## [Passage shown]
----
In November I presented the main findings of the preliminary Fact-Finding Mission (FFM) report of 29 October. This particular investigation of alleged use by the Technical Secretariat of the Organisation for the Prohibition of Chemical Weapons (OPCW) had been requested by Syria. Government officials had transmitted four Notes Verbales alleging 26 chemical weapon (CW) events resulting in 432 casualties. The preliminary report focussed primarily on incidents at Jobar (northeast of Damascus) on 29 August 2014. While the investigators believed that government soldiers had been exposed to an irritant, they could not confirm that the chemical had been used as a weapon. They as good as ruled out chlorine or a neurotoxicant, such as sarin, as the causative agent.
However, the investigative team also looked into five other events reported by the Syrian government: Al-Maliha on 16 April and 11 July 2014, al-Kabbas on 10 September 2014, Nubel and al-Zahraa on 8 January 2015, and Darayya on 15 February 2015.
On 17 December the Technical Secretariat circulated the final report on those allegations by the Syrian government. Whereas the interim report of 29 October comprised 59 pages, the final report almost doubled in size to 106 pages.
----
## [Supplied material]

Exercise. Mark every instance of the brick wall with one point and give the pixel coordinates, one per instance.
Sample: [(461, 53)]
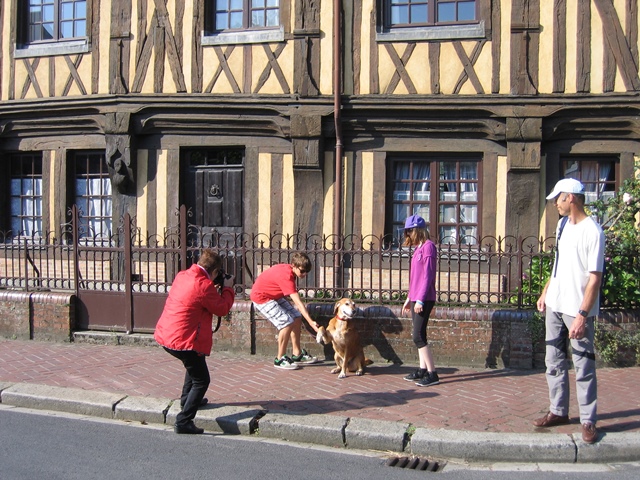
----
## [Study questions]
A - In the passage on the OPCW fact-finding mission in Syria, how many casualties did the four Notes Verbales allege?
B - Proceed with the passage on the OPCW fact-finding mission in Syria, starting after its final sentence.

## [Replies]
A - 432 casualties.

B -
The final report repeats the findings about Jobar. With respect to the five other incidents, it reaches similar conclusions. However, as regards Darayya it summarised:
From the results of blood sample analyses, the FFM is of the opinion that there is a high degree of probability that some of those identified as being involved in the alleged incident in Darayya on 15 February 2015 were at some point exposed to sarin or a sarin-like substance. In order to determine how, when, or under what circumstances the exposure occurred, further investigation would be required to complement the interviews carried out and the documents reviewed.
It does not say that those individuals were exposed to the neurotoxicant at Darayya, nor does it confirm that such exposure was the consequence of combat operations.
Investigating possible use of irritant chemicals as a weapon
With regard to the alleged incidents in Jobar on 29 August 2014 (for details, see my earlier posting), al-Maliha on 16 April 2014 and 11 July 2014, al Kabbas, Damascus on 10 September 2014 and Nubel and al-Zahraa on 8 January 2015, the report offers parallel conclusions. These are:
- The affected soldiers ‘may have been exposed to some type of non-persistent, irritating airborne substance, secondary to the surface impact of the launched objects’.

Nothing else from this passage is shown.